WHAT NEEDS TO BE DONE:
Find every line in the records below that holds the word "instance" and copy it.

ENTRIES SUPPLIED:
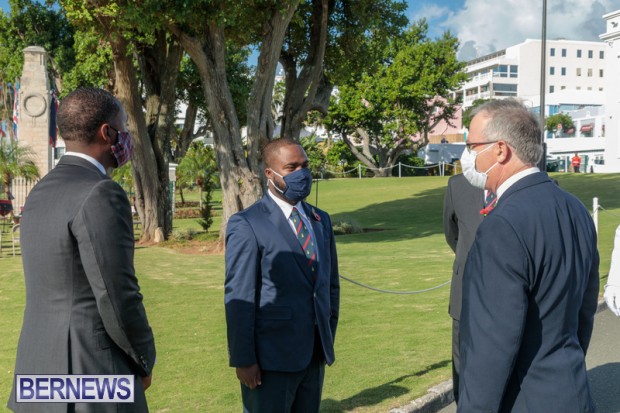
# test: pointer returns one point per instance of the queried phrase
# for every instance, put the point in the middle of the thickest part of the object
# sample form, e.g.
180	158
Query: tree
328	42
197	167
560	122
16	161
407	92
146	62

RESPONSE FOR THIS EXERCISE:
# test: pointer returns one point per instance of the queried phrase
# for every instance, put the point in the middle of the thickest part of the object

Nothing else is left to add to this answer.